**Exercise instructions:** Reproduce verbatim the records starting at the line containing "Please put a marker on the team badge" and ending at the end of the records.
>> Begin Records provided
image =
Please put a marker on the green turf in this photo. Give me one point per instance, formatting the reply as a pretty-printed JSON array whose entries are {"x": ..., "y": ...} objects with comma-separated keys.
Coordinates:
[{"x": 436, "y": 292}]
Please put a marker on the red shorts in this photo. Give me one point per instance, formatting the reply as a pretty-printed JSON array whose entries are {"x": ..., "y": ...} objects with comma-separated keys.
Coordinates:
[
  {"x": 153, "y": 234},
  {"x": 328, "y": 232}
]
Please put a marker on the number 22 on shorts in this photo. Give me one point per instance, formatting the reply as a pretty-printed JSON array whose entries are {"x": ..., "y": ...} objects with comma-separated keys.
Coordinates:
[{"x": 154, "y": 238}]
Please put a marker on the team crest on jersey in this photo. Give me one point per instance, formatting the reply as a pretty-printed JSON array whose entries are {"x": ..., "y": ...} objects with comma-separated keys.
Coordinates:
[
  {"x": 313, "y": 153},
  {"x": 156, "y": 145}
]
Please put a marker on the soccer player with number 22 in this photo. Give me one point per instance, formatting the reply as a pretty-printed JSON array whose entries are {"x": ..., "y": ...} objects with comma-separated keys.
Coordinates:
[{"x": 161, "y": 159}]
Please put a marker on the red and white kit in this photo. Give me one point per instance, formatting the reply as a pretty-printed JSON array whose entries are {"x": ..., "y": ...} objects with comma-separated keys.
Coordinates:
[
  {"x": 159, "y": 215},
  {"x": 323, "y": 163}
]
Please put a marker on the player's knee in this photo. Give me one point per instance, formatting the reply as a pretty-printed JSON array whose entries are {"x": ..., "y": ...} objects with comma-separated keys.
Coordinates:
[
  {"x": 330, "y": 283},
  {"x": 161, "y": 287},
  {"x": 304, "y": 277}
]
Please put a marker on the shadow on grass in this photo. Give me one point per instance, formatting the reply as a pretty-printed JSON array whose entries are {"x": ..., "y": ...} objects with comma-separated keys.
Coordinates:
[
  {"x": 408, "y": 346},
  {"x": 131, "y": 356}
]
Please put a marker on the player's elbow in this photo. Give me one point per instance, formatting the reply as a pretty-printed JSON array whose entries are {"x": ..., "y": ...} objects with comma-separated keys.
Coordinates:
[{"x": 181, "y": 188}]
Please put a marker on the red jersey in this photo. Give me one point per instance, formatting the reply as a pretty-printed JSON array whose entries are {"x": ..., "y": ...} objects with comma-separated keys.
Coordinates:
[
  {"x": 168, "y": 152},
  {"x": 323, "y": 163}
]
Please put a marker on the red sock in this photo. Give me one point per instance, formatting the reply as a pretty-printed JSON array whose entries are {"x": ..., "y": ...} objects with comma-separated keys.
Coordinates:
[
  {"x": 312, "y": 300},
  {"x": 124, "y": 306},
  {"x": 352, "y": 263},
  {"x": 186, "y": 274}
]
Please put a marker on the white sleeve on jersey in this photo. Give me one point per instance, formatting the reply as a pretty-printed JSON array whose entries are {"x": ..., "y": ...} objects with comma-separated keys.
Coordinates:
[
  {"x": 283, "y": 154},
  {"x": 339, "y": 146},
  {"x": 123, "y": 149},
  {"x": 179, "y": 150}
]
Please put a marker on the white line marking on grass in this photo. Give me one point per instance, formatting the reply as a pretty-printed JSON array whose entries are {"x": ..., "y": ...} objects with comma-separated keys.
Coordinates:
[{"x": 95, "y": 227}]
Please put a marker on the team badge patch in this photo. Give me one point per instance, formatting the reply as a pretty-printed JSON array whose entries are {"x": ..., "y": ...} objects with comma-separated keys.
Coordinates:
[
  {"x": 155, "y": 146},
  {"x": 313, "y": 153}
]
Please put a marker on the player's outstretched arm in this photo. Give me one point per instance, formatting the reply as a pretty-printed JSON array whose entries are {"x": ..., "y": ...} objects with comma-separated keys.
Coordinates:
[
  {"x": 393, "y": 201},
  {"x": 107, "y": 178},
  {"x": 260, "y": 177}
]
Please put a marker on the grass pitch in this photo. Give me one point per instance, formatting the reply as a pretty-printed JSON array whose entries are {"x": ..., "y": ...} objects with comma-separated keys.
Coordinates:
>> End Records provided
**Task solution:**
Please put a marker on the team badge patch in this photo. Give me one point per instance, formatting the reply as a pretty-printed JSON array whose entries are {"x": ..., "y": ...} objects with comma-separated keys.
Coordinates:
[
  {"x": 155, "y": 146},
  {"x": 313, "y": 153}
]
Please put a marker on the player's outstretched arm in this photo. Give me one point per instance, formatting the reply as a pretty-printed JSON array whose entries are {"x": ..., "y": ...} objects with comma-separated keys.
Coordinates:
[
  {"x": 393, "y": 201},
  {"x": 107, "y": 178},
  {"x": 260, "y": 177}
]
Please put a marker on the grass pitch in this photo. Give me one point per instance, formatting the reply as a pretty-printed JSON array whose entries are {"x": ..., "y": ...} objects with comma-separated keys.
Coordinates:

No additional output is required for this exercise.